_Exercise details_
Please report how many of the lines below contain the word "jacket", treating uppercase and lowercase as different, and reply with only that number.

_Information shown_

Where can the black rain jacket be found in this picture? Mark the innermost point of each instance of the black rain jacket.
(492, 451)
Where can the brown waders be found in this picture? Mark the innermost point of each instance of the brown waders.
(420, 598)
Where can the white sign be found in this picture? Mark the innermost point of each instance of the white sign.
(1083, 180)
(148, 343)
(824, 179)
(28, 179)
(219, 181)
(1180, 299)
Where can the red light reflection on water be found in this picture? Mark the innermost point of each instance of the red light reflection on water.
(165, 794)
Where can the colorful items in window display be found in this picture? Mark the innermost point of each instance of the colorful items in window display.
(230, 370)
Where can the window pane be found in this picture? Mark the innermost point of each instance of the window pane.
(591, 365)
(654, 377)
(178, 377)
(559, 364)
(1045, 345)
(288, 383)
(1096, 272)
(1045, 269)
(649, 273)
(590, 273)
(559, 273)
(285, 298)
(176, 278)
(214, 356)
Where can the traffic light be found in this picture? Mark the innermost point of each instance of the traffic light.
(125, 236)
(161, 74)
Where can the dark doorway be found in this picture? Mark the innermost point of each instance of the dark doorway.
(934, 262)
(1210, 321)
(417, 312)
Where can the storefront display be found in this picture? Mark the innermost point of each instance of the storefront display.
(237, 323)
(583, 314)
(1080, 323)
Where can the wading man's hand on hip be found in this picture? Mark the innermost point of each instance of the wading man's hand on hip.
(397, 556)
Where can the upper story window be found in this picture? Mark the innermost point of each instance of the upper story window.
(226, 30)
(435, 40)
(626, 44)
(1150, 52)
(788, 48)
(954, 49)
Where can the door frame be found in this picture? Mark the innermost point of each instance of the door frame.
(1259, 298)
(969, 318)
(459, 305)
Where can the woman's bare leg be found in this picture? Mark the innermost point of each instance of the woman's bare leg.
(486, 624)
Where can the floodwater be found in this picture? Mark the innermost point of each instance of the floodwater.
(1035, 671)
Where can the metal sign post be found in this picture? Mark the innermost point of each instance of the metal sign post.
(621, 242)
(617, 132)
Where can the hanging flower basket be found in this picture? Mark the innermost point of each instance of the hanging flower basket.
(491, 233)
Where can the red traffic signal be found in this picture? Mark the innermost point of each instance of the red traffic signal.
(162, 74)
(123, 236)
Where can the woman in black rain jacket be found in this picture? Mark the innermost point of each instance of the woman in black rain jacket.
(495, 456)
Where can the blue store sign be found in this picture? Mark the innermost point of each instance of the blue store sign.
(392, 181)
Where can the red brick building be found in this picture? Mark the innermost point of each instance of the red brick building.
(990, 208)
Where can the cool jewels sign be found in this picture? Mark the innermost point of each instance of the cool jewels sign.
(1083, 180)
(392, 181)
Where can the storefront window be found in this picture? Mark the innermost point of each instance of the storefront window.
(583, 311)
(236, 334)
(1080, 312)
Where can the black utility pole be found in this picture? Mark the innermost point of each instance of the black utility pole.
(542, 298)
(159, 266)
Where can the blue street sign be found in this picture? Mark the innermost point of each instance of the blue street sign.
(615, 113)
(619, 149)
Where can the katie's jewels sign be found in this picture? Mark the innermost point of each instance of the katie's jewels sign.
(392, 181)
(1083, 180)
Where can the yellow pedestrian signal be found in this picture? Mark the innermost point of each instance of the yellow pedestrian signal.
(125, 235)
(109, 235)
==
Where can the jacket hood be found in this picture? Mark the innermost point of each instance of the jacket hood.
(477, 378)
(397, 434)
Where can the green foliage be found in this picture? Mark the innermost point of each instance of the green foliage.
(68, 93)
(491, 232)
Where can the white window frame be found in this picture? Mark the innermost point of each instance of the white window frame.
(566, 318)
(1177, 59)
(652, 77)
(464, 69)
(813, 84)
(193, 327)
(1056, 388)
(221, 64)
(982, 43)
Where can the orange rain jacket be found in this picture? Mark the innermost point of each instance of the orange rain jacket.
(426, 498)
==
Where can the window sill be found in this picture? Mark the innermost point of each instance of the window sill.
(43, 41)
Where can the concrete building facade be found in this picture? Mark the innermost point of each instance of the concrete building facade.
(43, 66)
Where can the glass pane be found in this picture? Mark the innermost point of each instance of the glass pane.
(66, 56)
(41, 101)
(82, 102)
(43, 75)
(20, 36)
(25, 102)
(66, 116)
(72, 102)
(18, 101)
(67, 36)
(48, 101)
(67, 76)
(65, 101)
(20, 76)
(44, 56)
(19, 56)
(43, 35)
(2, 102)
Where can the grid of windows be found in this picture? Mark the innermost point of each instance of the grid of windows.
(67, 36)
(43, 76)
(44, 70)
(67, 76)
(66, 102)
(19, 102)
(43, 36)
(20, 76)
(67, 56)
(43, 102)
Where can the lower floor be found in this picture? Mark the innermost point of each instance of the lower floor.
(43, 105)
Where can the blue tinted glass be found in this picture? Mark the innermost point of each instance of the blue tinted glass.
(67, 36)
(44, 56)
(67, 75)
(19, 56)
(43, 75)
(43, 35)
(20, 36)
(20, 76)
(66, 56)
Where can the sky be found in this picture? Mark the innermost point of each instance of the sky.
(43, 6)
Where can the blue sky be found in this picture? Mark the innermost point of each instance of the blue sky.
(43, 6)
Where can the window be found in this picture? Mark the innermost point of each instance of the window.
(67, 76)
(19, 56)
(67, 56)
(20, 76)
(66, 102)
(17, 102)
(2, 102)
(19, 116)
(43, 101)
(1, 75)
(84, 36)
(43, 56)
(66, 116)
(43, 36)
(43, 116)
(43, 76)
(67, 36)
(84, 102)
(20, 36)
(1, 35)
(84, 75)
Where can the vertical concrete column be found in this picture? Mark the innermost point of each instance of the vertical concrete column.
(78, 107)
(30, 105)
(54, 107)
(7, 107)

_Response_
4